[PROBLEM DETAILS] Rewrite the data below, replacing "vertex pairs" with "coordinate pairs" and leaving everything else unchanged.

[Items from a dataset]
+ + + + +

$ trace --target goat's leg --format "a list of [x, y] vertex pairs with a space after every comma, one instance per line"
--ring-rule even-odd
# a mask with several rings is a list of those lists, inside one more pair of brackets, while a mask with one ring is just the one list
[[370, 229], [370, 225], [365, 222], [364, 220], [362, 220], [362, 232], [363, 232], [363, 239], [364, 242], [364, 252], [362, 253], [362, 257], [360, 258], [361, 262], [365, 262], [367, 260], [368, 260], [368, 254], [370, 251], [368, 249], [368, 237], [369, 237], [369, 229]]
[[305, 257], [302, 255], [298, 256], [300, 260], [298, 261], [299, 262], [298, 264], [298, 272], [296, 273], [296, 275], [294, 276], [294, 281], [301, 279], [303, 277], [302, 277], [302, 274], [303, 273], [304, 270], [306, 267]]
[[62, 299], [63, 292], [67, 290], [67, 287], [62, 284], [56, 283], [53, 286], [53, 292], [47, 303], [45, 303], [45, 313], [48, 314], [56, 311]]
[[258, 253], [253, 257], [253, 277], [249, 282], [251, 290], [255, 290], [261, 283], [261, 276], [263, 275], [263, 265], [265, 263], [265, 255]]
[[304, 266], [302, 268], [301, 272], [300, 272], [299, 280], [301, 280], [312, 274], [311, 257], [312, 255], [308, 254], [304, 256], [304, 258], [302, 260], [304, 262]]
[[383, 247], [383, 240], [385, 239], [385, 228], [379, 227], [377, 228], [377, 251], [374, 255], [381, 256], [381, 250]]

+ + + + +

[OUTPUT FOR THIS TASK]
$ trace --target goat's leg --format "a list of [x, y] coordinate pairs with a space after every comma, one instance per line"
--ring-rule even-odd
# a mask with several rings is a list of those lists, inside one more pair of brackets, while a mask with one ring is just the one list
[[370, 229], [370, 225], [365, 222], [364, 220], [362, 220], [362, 232], [363, 232], [363, 239], [364, 242], [364, 252], [362, 253], [362, 257], [360, 258], [361, 262], [365, 262], [367, 260], [368, 260], [368, 254], [370, 251], [368, 249], [368, 237], [369, 237], [369, 229]]
[[305, 257], [302, 255], [298, 256], [300, 260], [298, 261], [299, 262], [298, 264], [298, 272], [296, 273], [296, 275], [294, 276], [294, 281], [301, 279], [303, 277], [302, 277], [302, 274], [303, 273], [304, 270], [306, 267]]
[[62, 299], [63, 292], [67, 290], [67, 287], [62, 284], [56, 283], [53, 286], [53, 292], [47, 303], [45, 303], [45, 313], [48, 314], [56, 311]]
[[258, 253], [253, 257], [253, 277], [249, 282], [251, 290], [255, 290], [261, 283], [261, 276], [263, 275], [263, 265], [265, 263], [265, 255]]
[[304, 266], [302, 268], [301, 272], [300, 272], [299, 280], [301, 280], [312, 274], [311, 257], [312, 255], [308, 254], [304, 256], [304, 258], [302, 260], [304, 262]]
[[383, 247], [383, 240], [385, 239], [385, 228], [379, 227], [377, 228], [377, 251], [374, 255], [381, 256], [381, 250]]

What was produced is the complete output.